WRITTEN EXERCISE: Copy the records word for word, starting at the line that contains "road, that would help a great deal." and ending at the last line of the records.

RECORDS TO PROCESS:
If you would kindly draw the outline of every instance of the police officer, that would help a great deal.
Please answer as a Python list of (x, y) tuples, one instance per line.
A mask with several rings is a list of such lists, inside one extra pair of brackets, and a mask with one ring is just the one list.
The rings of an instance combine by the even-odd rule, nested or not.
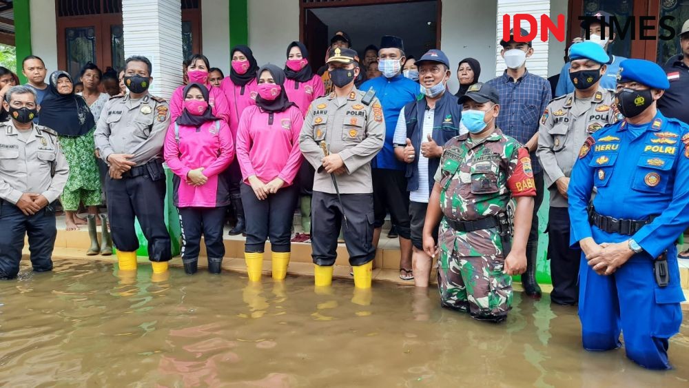
[(0, 124), (0, 279), (17, 277), (24, 236), (34, 271), (52, 269), (57, 229), (53, 201), (67, 183), (69, 167), (57, 133), (33, 123), (36, 92), (14, 86), (3, 96), (10, 120)]
[(600, 86), (610, 58), (600, 45), (583, 42), (572, 46), (569, 77), (573, 92), (551, 101), (541, 118), (536, 154), (551, 194), (548, 257), (551, 259), (551, 300), (573, 305), (579, 298), (582, 251), (569, 247), (567, 186), (579, 150), (589, 134), (617, 121), (615, 91)]
[(627, 357), (659, 369), (682, 321), (675, 243), (689, 225), (689, 126), (656, 108), (668, 86), (655, 63), (621, 63), (625, 119), (586, 139), (567, 192), (584, 347), (619, 347), (621, 329)]
[[(477, 83), (459, 99), (469, 134), (445, 144), (429, 200), (424, 250), (438, 254), (443, 307), (501, 322), (511, 308), (511, 275), (526, 269), (526, 241), (536, 195), (526, 148), (495, 126), (497, 91)], [(516, 198), (514, 241), (507, 204)], [(441, 221), (442, 218), (442, 221)]]
[(338, 235), (344, 222), (354, 285), (371, 287), (376, 248), (369, 162), (383, 146), (385, 123), (373, 91), (364, 93), (354, 86), (360, 71), (358, 61), (353, 50), (331, 50), (327, 63), (335, 89), (311, 103), (299, 136), (302, 153), (316, 170), (311, 205), (316, 286), (332, 281)]
[(120, 269), (136, 269), (136, 217), (148, 241), (154, 274), (159, 277), (172, 258), (162, 165), (169, 112), (165, 100), (148, 93), (153, 79), (148, 59), (130, 57), (125, 63), (124, 81), (130, 93), (112, 97), (103, 107), (94, 134), (96, 147), (110, 166), (105, 179), (107, 215)]

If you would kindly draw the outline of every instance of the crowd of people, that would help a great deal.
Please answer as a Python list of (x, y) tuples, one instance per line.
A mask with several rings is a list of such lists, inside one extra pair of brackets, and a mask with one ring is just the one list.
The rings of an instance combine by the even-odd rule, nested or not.
[(342, 238), (355, 287), (369, 288), (389, 214), (401, 279), (427, 287), (437, 263), (442, 306), (499, 323), (511, 308), (512, 276), (522, 275), (526, 295), (541, 296), (537, 212), (547, 190), (553, 303), (578, 305), (586, 349), (619, 347), (624, 331), (630, 358), (668, 368), (683, 300), (675, 241), (689, 226), (689, 21), (682, 53), (664, 70), (609, 54), (609, 16), (582, 22), (590, 36), (573, 43), (559, 79), (527, 70), (533, 48), (511, 30), (499, 42), (504, 73), (480, 82), (479, 62), (464, 59), (456, 94), (442, 50), (416, 59), (384, 36), (360, 57), (344, 32), (316, 72), (298, 41), (287, 45), (284, 68), (233, 48), (227, 77), (195, 54), (169, 101), (149, 93), (144, 57), (128, 58), (119, 74), (88, 63), (76, 81), (60, 70), (47, 77), (30, 56), (25, 85), (0, 68), (0, 225), (8, 231), (0, 277), (17, 276), (25, 234), (34, 269), (52, 268), (59, 198), (68, 230), (88, 225), (87, 254), (111, 254), (114, 243), (121, 276), (136, 269), (137, 219), (154, 279), (165, 278), (165, 162), (189, 275), (202, 236), (208, 270), (220, 272), (229, 208), (229, 234), (246, 235), (249, 280), (261, 278), (269, 241), (272, 278), (285, 279), (291, 243), (304, 241), (293, 237), (298, 209), (316, 285), (331, 284)]

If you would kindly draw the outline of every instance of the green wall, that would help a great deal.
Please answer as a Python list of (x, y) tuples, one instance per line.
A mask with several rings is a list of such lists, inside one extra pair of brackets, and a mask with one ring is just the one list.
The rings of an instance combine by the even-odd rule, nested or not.
[(21, 74), (21, 61), (31, 55), (31, 17), (29, 13), (29, 0), (14, 0), (14, 45), (17, 47), (17, 75), (21, 83), (26, 83), (26, 77)]

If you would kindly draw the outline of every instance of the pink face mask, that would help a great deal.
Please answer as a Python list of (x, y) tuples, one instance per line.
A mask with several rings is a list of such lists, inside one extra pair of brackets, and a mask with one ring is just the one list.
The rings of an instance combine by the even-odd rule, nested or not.
[(205, 70), (189, 70), (187, 72), (187, 76), (189, 77), (189, 82), (195, 82), (203, 85), (205, 85), (208, 82), (208, 72)]
[(187, 100), (184, 101), (184, 108), (191, 114), (201, 116), (208, 109), (208, 103), (203, 100)]
[(243, 74), (249, 70), (249, 61), (232, 61), (232, 68), (238, 74)]
[(302, 58), (301, 59), (287, 59), (285, 63), (288, 68), (292, 70), (292, 71), (298, 72), (299, 70), (304, 68), (309, 61), (305, 58)]
[(272, 101), (280, 95), (280, 85), (275, 83), (259, 83), (257, 88), (258, 95), (264, 100)]

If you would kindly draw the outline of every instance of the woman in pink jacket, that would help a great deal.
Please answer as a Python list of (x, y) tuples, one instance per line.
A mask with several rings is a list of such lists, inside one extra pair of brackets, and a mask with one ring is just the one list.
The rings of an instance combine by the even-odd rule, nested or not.
[[(208, 69), (210, 68), (208, 59), (200, 54), (194, 54), (189, 57), (185, 64), (189, 83), (196, 83), (205, 86), (208, 90), (208, 105), (212, 109), (213, 115), (229, 124), (230, 107), (227, 99), (221, 88), (214, 88), (208, 82)], [(183, 90), (185, 86), (180, 86), (172, 93), (172, 98), (170, 99), (171, 122), (174, 123), (182, 114), (185, 101)]]
[(232, 161), (234, 143), (227, 123), (213, 114), (205, 86), (189, 83), (183, 95), (182, 113), (170, 124), (165, 143), (165, 161), (174, 173), (173, 201), (182, 225), (182, 262), (185, 272), (196, 272), (203, 234), (208, 270), (219, 274), (229, 192), (218, 174)]
[(292, 183), (302, 163), (299, 132), (304, 118), (287, 99), (285, 73), (274, 65), (258, 70), (256, 105), (242, 114), (237, 160), (244, 178), (242, 201), (247, 216), (245, 258), (251, 281), (260, 280), (263, 250), (270, 237), (273, 278), (285, 278), (289, 235), (298, 191)]
[(325, 87), (323, 80), (311, 71), (309, 52), (301, 42), (292, 42), (287, 46), (285, 76), (287, 97), (297, 105), (302, 115), (306, 116), (311, 103), (325, 94)]
[[(251, 49), (243, 45), (232, 48), (232, 63), (229, 69), (229, 76), (225, 77), (220, 83), (220, 88), (229, 101), (229, 129), (232, 131), (232, 139), (236, 139), (239, 118), (247, 108), (256, 103), (256, 72), (258, 65), (254, 58)], [(242, 205), (242, 196), (239, 187), (242, 185), (242, 172), (239, 163), (235, 161), (229, 165), (229, 168), (223, 174), (229, 185), (229, 193), (232, 199), (232, 206), (237, 216), (237, 223), (229, 231), (230, 236), (244, 233), (245, 218), (244, 207)]]

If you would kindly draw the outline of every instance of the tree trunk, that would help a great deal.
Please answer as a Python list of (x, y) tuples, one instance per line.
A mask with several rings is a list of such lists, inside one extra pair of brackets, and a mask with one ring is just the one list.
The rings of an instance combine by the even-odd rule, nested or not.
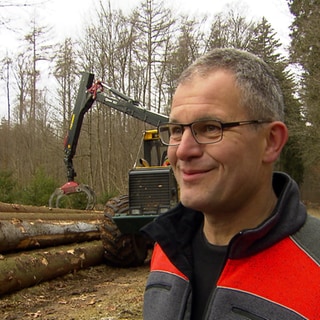
[(101, 241), (0, 255), (0, 295), (102, 263)]
[(0, 221), (0, 253), (100, 239), (100, 222)]
[(22, 204), (12, 204), (0, 202), (0, 214), (1, 212), (30, 212), (30, 213), (98, 213), (99, 211), (86, 211), (86, 210), (75, 210), (75, 209), (62, 209), (62, 208), (49, 208), (49, 207), (37, 207)]

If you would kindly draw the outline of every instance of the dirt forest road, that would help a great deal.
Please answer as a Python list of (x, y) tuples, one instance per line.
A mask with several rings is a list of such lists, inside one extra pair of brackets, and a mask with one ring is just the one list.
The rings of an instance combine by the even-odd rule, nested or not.
[(140, 320), (148, 271), (83, 269), (0, 297), (0, 319)]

THE COMPLETED TASK:
If you would kindly draw the outline of every instance of the dirt forest road, that would help a great deal.
Please answer as a Python list of (x, y) tuples, one instance per line.
A mask with several rings is a list of such lists, inside one extra pair of brackets, and a mask with one ring is just the one list.
The rings of an instance combine by the even-odd rule, nested or not.
[(140, 320), (148, 271), (83, 269), (0, 297), (0, 319)]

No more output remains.